_What is needed_.
Reproduce every row below, switching each "comma-separated" to "comma-delimited" and keeping everything else the same. Leave the pictures out.

_Items_.
────
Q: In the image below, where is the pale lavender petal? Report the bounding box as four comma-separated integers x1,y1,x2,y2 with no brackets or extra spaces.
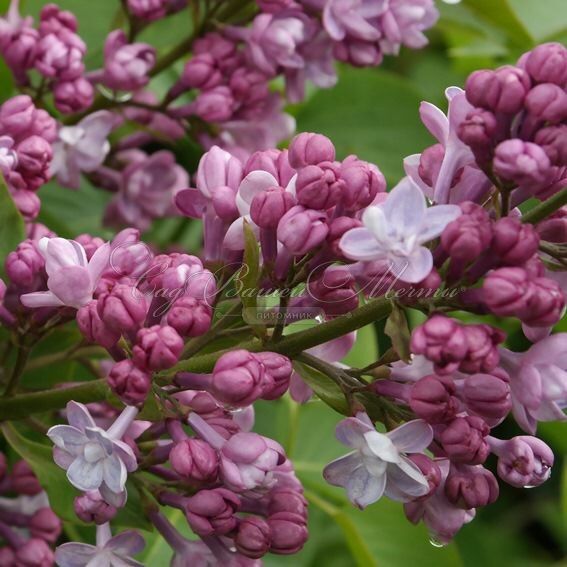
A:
339,227,383,262
387,419,433,453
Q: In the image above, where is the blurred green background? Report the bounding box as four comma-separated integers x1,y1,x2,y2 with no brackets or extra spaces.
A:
0,0,567,567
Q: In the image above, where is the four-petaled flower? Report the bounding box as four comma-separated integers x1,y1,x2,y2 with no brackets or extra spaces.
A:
323,413,433,508
47,401,138,505
340,177,461,283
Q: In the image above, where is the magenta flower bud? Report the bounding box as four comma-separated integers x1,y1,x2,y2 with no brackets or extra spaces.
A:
441,201,492,262
132,325,183,370
494,139,552,192
534,124,567,166
234,516,271,559
465,65,531,114
411,315,468,374
277,205,329,256
77,300,120,349
169,295,213,337
193,86,234,122
463,371,512,424
525,42,567,87
5,240,45,289
181,53,222,90
107,360,152,406
526,83,567,123
184,488,240,536
268,512,309,555
439,415,490,465
340,156,386,210
409,374,460,423
254,352,293,400
491,217,539,266
74,490,117,525
103,30,156,91
445,465,500,510
289,132,335,169
97,284,148,335
211,350,266,407
53,77,94,114
16,538,55,567
250,187,295,229
296,162,345,210
29,508,61,543
493,435,554,488
169,439,219,482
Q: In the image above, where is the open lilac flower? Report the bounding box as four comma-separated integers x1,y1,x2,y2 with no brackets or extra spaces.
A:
323,413,433,508
47,401,138,504
20,237,110,309
55,524,146,567
51,110,116,189
340,177,461,283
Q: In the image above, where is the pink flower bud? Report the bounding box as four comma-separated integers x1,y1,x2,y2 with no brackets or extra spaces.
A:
525,43,567,87
409,374,460,423
250,187,295,229
107,360,152,406
289,132,335,169
185,488,240,536
296,162,345,210
277,205,329,256
234,516,271,559
169,439,219,482
29,508,61,543
465,65,530,114
445,465,500,510
132,325,183,370
491,217,539,266
74,491,117,525
211,350,266,407
439,416,490,465
53,77,94,114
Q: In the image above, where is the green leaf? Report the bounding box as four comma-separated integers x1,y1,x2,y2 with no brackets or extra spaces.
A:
0,178,26,274
384,303,411,362
2,423,79,523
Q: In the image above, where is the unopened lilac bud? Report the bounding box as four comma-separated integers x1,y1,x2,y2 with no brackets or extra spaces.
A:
295,162,346,210
525,42,567,87
77,300,120,349
211,350,266,407
29,508,61,543
465,65,530,114
10,460,43,496
185,488,240,536
491,217,539,266
268,512,309,555
289,132,335,169
494,139,551,193
441,201,492,262
53,77,94,114
107,360,152,406
132,325,183,370
74,491,117,525
439,416,490,465
411,315,468,374
234,516,271,559
445,465,500,510
255,352,293,400
277,205,329,256
169,295,213,337
526,83,567,123
250,187,295,229
16,538,54,567
169,439,219,482
409,374,459,423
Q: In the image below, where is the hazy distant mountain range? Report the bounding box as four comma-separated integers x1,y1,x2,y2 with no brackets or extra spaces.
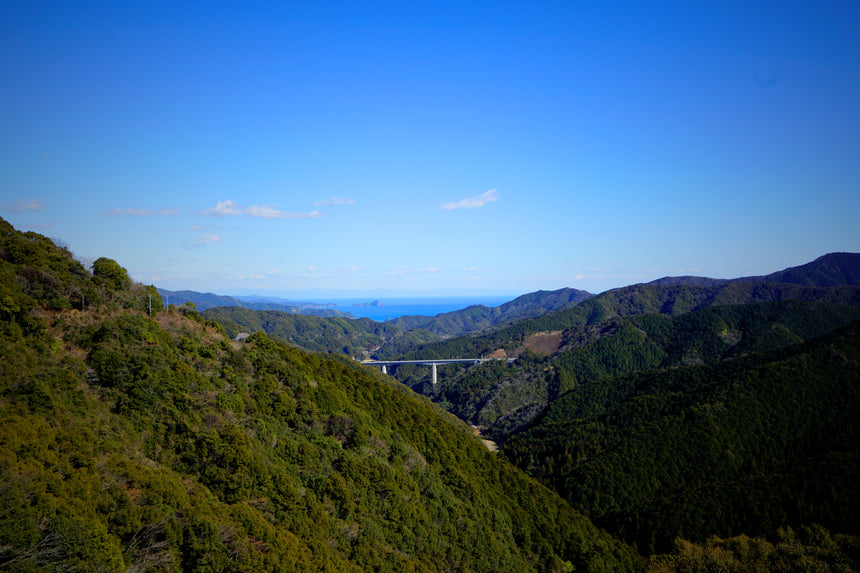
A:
158,288,344,316
0,213,860,573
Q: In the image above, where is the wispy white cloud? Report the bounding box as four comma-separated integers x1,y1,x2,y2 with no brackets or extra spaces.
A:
102,207,179,217
385,267,442,278
196,233,221,247
203,200,325,219
314,197,355,207
0,199,45,213
442,189,499,211
203,200,244,217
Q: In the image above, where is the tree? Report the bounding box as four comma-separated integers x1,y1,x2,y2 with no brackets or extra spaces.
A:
93,257,131,290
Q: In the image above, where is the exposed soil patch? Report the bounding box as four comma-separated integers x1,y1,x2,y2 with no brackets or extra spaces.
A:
516,330,562,355
472,426,499,452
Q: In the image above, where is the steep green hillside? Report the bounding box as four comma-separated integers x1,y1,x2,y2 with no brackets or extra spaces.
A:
504,322,860,551
388,301,860,441
0,217,636,571
377,274,860,359
387,288,594,338
736,253,860,287
201,306,438,359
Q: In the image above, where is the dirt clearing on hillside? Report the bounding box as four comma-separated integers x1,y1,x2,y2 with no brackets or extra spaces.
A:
516,330,562,355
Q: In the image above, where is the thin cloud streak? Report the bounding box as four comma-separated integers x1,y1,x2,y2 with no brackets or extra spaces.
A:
0,199,45,213
102,207,179,217
203,199,326,219
314,197,355,207
442,189,499,211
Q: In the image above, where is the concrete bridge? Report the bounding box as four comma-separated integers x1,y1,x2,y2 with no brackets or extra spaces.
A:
361,358,516,386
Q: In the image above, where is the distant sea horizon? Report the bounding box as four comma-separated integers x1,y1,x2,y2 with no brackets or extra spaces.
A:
304,295,516,322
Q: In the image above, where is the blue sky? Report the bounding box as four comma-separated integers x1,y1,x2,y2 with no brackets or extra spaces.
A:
0,1,860,296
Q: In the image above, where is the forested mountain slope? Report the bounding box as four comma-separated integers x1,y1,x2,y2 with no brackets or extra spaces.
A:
386,288,594,337
0,220,636,571
377,272,860,358
503,322,860,552
396,301,860,441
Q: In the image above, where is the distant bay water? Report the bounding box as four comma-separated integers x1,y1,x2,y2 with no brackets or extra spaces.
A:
313,295,516,322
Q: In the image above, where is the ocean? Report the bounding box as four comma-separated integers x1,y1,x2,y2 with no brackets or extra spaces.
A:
313,296,516,322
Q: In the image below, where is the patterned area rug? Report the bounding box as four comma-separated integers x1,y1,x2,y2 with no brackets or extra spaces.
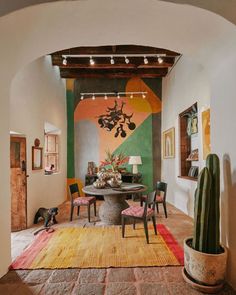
────
_Full output_.
Q: In the image below, where is the pale lavender petal? Report the bounding box as four comma-delimited integers x1,y1,x2,y2 with no brackets or extra spaces.
A:
339,227,383,262
387,419,433,453
Q: In the image above, where is the blurred green background? Report the bounding box as four comma-delimited integers x1,y1,x2,y2 with no brackets or extra spaces.
A:
0,0,567,567
Q: In the image above, where is the four-petaled flower? Report the bounding box as four comma-delimited integers x1,y1,x2,y2 with no brackets or extra spaces.
A:
323,413,433,508
47,401,138,505
340,177,461,283
Q: In the image above, where is the magenta flower bud? Report the bounding box as four comma-delimited integers x1,y1,x2,y2 with no brackets or extra spaces.
A:
441,201,492,262
132,325,183,370
494,139,552,192
534,124,567,166
234,516,271,559
465,65,531,114
411,315,468,374
277,205,329,256
77,300,120,349
169,295,213,337
193,86,234,122
463,371,512,424
525,42,567,87
5,240,45,289
181,53,222,90
107,360,152,406
526,83,567,123
184,488,240,536
268,512,309,555
439,415,490,465
340,156,386,210
409,374,460,423
254,352,293,400
491,217,539,266
74,490,117,525
103,30,156,91
445,465,500,510
289,132,335,169
97,284,148,335
211,350,266,407
53,77,94,114
16,538,55,567
250,187,295,229
296,162,345,210
29,508,61,543
493,435,554,488
169,439,219,482
Q: In the image above, where is the open lilac flower? Report the bounding box as four comma-delimited integers x1,y1,x2,y2 with no brackets or extra spaces.
A:
323,413,433,508
47,401,138,504
20,237,110,309
55,524,146,567
51,110,116,189
340,177,461,283
Q: In the image above, where is the pink flower bud? Report the bounding box as four comma-delimited integers x1,y1,x2,y2 with no brackets or extra spaces.
A:
525,43,567,87
409,374,460,423
250,187,295,229
107,360,152,406
289,132,335,169
185,488,240,536
296,162,345,210
277,205,329,256
234,516,271,559
169,439,219,482
29,508,61,543
465,65,530,114
445,465,500,510
132,325,183,370
491,217,539,266
74,491,117,525
211,350,266,407
439,416,490,465
53,77,94,114
Q: In the image above, where is the green leaf? Report the bounding box as four comma-delimited integers x1,y1,x2,y2 with no brackets or extra spaces.
A:
0,178,26,274
384,303,411,362
2,423,79,523
Q: In the image above, where is the unopened lilac bud? Report the bounding box as four comma-delimited integers x1,y1,x2,y2 with no brackets or extra spaces.
A:
295,162,346,210
525,42,567,87
77,300,120,349
211,350,266,407
29,508,61,543
465,65,530,114
10,460,43,496
185,488,240,536
491,217,539,266
268,512,309,555
289,132,335,169
494,139,551,193
441,201,492,262
53,77,94,114
107,360,152,406
132,325,183,370
74,491,117,525
439,416,490,465
411,315,468,374
234,516,271,559
445,465,500,510
255,352,293,400
277,205,329,256
169,295,213,337
526,83,567,123
250,187,295,229
16,538,54,567
169,439,219,482
409,374,459,423
Q: In the image below, where is the hazy distant mountain range? Report the bounding box as four comma-delimited integers x1,y1,x2,y2 with no brackets or extra spaces.
A:
158,288,344,316
0,213,860,573
Q: In the image above, where is the wispy white cloud? Report the bounding box as four comma-delimited integers x1,y1,x2,y2 with no brackets or extra spaces.
A:
102,207,179,217
385,267,442,278
196,233,221,247
203,200,325,219
314,197,355,207
0,199,45,213
442,189,499,211
203,200,244,217
Q: In the image above, where is the tree? Report the bounding box as four comma-delimited integers x1,y1,x2,y2 with no brackets or extra spaces.
A:
93,257,131,290
Q: In the image above, where is the exposed soil patch? Report the bounding box as four comma-delimited integers x1,y1,x2,y2 with no brackets or extra spaces.
A:
516,330,562,355
472,426,499,452
Q: In the image above, where is the steep green hillside? Report the bounding box as four comma-delimited integers x1,y1,x2,y2 with no brackets or extra spaces.
A:
504,322,860,551
388,301,860,441
0,217,636,571
377,274,860,359
387,288,594,338
736,253,860,287
201,306,438,359
Q: In the image above, where is the dirt clearing on hillside? Report the bounding box as four comma-delimited integers x1,y1,x2,y2 with no brackets or extra spaces.
A:
516,330,562,355
Q: In the image above, where is the thin cloud streak? Report the bounding box as four comma-delimited integers x1,y1,x2,y2 with no brackets or extra spaces.
A:
0,199,45,213
102,207,179,217
203,199,326,219
314,197,355,207
442,189,499,211
Q: In the image above, where is the concrete bridge? Report the bounding box as four comma-delimited integers x1,y1,x2,y2 with no brackets or extra spaces.
A:
361,358,516,386
Q: In the image above, where is the distant sea horizon? Report the bounding box as four comma-delimited integers x1,y1,x2,y2 with no brackets or extra spaces.
A:
304,295,516,322
Q: In the image above, where is the blue sky? Report the bounding box as four comma-delimited integers x1,y1,x2,y2 with no brackets or extra spaces.
A:
0,1,860,296
Q: In the image above, where is the forested mountain slope? Report the bounding box as four comma-delimited integers x1,y1,x2,y2 with no brackets or extra spaces.
A:
386,288,594,337
0,220,636,571
377,272,860,358
503,322,860,552
396,301,860,441
Q: In the image above, where is the distant bay water? Report the bounding box as four comma-delimited integers x1,y1,x2,y2 with no brackets or extra spaces.
A:
313,295,516,322
Q: In the image above, where is the ocean? Report the bounding box as four comma-delimited integers x1,y1,x2,y2 with no brackets or extra spaces.
A:
313,296,516,322
Q: In the image below, where is the patterned area rug? Report the bounding box as four comma-delimited integers x1,y1,x2,y2 with no brackets or extra spaces.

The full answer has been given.